# [Estratto scelto]

Ryan ha votato Trump

Ponendo definitivamente fine alle voci in merito, lo speaker della camera dei rappresentanti Paul Ryan – repubblicano e lungamente contrario al tycoon nuovaiorchese – ha dichiarato oggi di avere votato via posta per Donald Trump.

Nel mentre, un nuovo sondaggio mette in ansia i democratici perché pone il GOP davanti a Hillary Clinton.

Di pochissimo ma è un segno rilevante considerando che prima del recente nuovo scandalo l’ex first lady era nettamente in testa.

Butta male per la signora ma c’è tempo e modo per rimediare.

Debra Saunders for Gary Johnson

Si avvicina il fatidico 8 novembre e ai candidati minori – ove si escluda Evan McMullin e solo nello Utah – ci si interessa sempre meno.

I sondaggi indicano un loro costante declino.

Ovvio, visto che la lotta tra i due big si va radicalizzando.

E’ pertanto, in questa particolare situazione, da segnalare l’endorsement a favore del libertariano Gary Johnson opera della celebre columnist ora del San Francisco Chronicle Debra Saunders.

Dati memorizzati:
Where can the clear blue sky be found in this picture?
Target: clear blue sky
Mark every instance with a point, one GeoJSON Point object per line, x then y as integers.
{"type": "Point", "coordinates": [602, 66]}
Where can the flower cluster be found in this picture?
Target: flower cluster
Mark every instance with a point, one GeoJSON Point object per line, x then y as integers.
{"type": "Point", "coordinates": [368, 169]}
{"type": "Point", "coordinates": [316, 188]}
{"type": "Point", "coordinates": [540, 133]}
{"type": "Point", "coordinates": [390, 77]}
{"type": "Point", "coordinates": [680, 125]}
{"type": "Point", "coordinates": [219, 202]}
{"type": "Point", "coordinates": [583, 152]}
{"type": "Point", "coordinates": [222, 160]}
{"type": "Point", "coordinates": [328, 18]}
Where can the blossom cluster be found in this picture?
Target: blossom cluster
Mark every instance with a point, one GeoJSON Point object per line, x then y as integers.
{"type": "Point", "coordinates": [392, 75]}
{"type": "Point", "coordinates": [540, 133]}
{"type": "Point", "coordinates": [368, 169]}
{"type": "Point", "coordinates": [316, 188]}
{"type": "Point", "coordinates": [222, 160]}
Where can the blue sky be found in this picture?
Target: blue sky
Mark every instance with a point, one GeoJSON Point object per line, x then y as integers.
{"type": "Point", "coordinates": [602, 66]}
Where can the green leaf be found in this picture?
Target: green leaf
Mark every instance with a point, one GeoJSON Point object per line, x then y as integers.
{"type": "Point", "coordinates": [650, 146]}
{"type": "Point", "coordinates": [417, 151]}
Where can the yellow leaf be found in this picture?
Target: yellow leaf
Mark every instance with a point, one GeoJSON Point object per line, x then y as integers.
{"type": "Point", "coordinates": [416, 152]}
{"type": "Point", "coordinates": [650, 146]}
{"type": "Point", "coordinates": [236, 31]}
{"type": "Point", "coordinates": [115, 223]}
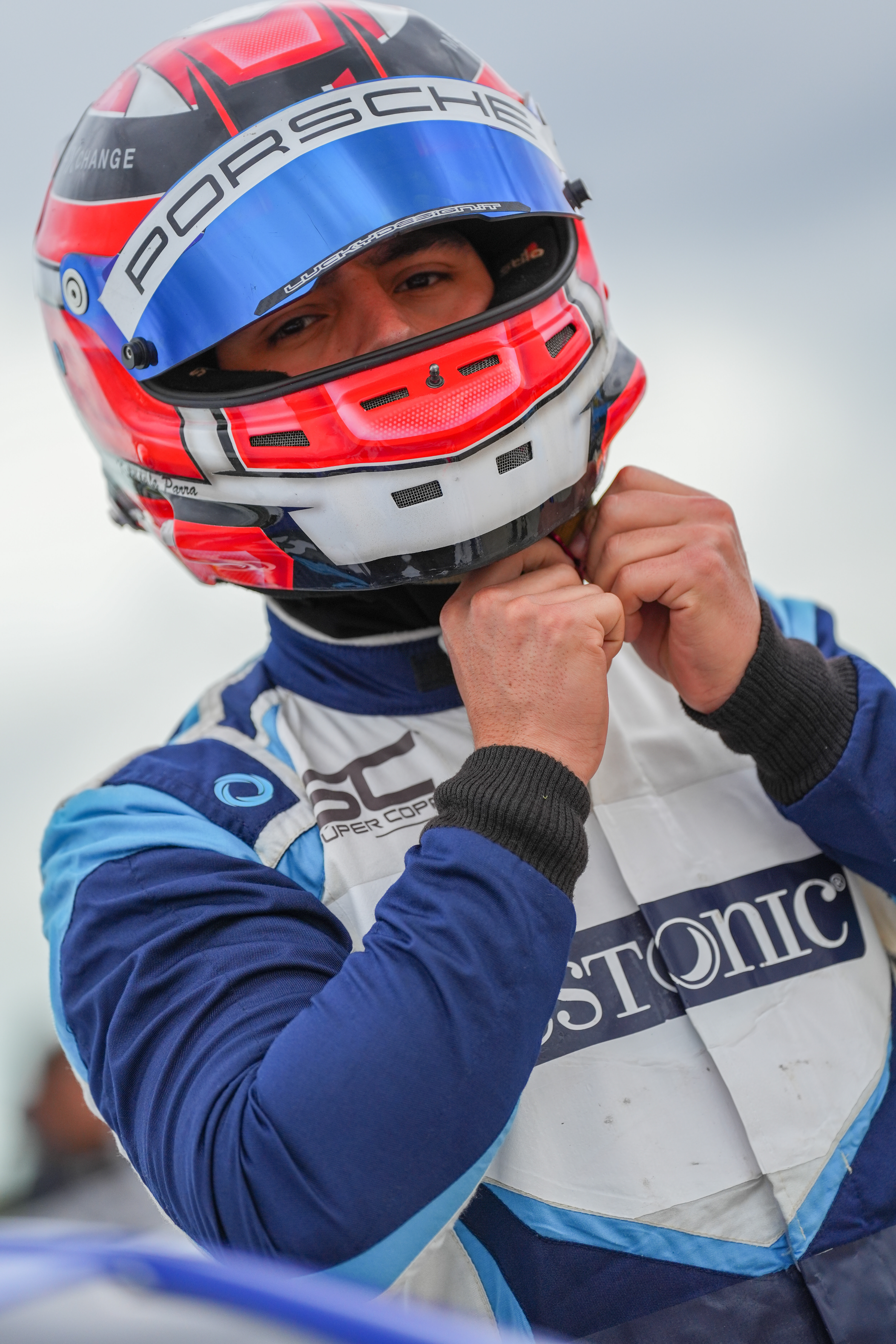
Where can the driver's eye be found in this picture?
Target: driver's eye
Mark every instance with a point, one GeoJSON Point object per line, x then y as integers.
{"type": "Point", "coordinates": [296, 324]}
{"type": "Point", "coordinates": [422, 280]}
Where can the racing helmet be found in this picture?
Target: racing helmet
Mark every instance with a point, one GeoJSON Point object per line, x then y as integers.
{"type": "Point", "coordinates": [214, 183]}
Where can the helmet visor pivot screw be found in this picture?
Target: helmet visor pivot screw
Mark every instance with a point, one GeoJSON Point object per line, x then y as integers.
{"type": "Point", "coordinates": [139, 354]}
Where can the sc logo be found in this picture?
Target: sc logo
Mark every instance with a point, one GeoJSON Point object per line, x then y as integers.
{"type": "Point", "coordinates": [264, 791]}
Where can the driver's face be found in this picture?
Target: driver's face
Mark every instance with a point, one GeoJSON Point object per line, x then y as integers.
{"type": "Point", "coordinates": [366, 304]}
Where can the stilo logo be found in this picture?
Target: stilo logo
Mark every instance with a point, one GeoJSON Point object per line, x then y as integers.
{"type": "Point", "coordinates": [529, 255]}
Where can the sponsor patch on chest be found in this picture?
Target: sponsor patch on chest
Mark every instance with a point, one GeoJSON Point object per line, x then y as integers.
{"type": "Point", "coordinates": [698, 947]}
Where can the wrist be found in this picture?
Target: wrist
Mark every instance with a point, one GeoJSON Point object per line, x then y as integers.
{"type": "Point", "coordinates": [526, 802]}
{"type": "Point", "coordinates": [793, 713]}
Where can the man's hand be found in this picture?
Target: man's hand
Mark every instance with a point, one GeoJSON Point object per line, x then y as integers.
{"type": "Point", "coordinates": [675, 560]}
{"type": "Point", "coordinates": [531, 646]}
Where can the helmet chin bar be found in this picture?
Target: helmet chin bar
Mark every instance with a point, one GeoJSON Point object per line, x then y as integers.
{"type": "Point", "coordinates": [314, 570]}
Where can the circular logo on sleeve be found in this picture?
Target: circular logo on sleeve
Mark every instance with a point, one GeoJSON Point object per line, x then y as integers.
{"type": "Point", "coordinates": [261, 791]}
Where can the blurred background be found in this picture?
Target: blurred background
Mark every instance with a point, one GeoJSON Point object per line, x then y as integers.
{"type": "Point", "coordinates": [741, 161]}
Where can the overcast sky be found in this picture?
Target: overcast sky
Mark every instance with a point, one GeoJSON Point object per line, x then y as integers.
{"type": "Point", "coordinates": [741, 161]}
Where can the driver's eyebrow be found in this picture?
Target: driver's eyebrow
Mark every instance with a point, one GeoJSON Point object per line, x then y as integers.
{"type": "Point", "coordinates": [409, 245]}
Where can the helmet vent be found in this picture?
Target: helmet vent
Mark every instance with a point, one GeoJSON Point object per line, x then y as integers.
{"type": "Point", "coordinates": [417, 494]}
{"type": "Point", "coordinates": [373, 402]}
{"type": "Point", "coordinates": [281, 439]}
{"type": "Point", "coordinates": [559, 339]}
{"type": "Point", "coordinates": [479, 365]}
{"type": "Point", "coordinates": [515, 458]}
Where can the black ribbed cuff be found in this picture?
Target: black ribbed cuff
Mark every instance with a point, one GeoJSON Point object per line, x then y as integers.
{"type": "Point", "coordinates": [793, 713]}
{"type": "Point", "coordinates": [527, 803]}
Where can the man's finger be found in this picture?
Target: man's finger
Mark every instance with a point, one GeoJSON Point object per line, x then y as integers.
{"type": "Point", "coordinates": [640, 479]}
{"type": "Point", "coordinates": [643, 545]}
{"type": "Point", "coordinates": [601, 609]}
{"type": "Point", "coordinates": [542, 556]}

# [Compito 1]
Elenca tutte le persone chiamate per nome nell'estratto.
# [Compito 2]
Ricopia senza modifiche le righe delle voci a partire da quella che contiene "Where can the black" e fino all'ultima riga delle voci, entrambe comprese.
L'estratto e le voci hanno origini distinte.

# [Risultato atteso 1]
Paul Ryan, Donald Trump, Hillary Clinton, Evan McMullin, Gary Johnson, Debra Saunders.

# [Risultato atteso 2]
Where can the black ribbed cuff be found in this picture?
Target: black ribbed cuff
Mark every instance with a point, one GeoJSON Point object per line, x then y as integers.
{"type": "Point", "coordinates": [793, 713]}
{"type": "Point", "coordinates": [527, 803]}
Where can the man's finger be found in this picture?
Target: man's finger
Mark every instance with a point, one GeoJSON Point object per line, x then y as integers.
{"type": "Point", "coordinates": [640, 479]}
{"type": "Point", "coordinates": [643, 545]}
{"type": "Point", "coordinates": [601, 609]}
{"type": "Point", "coordinates": [542, 556]}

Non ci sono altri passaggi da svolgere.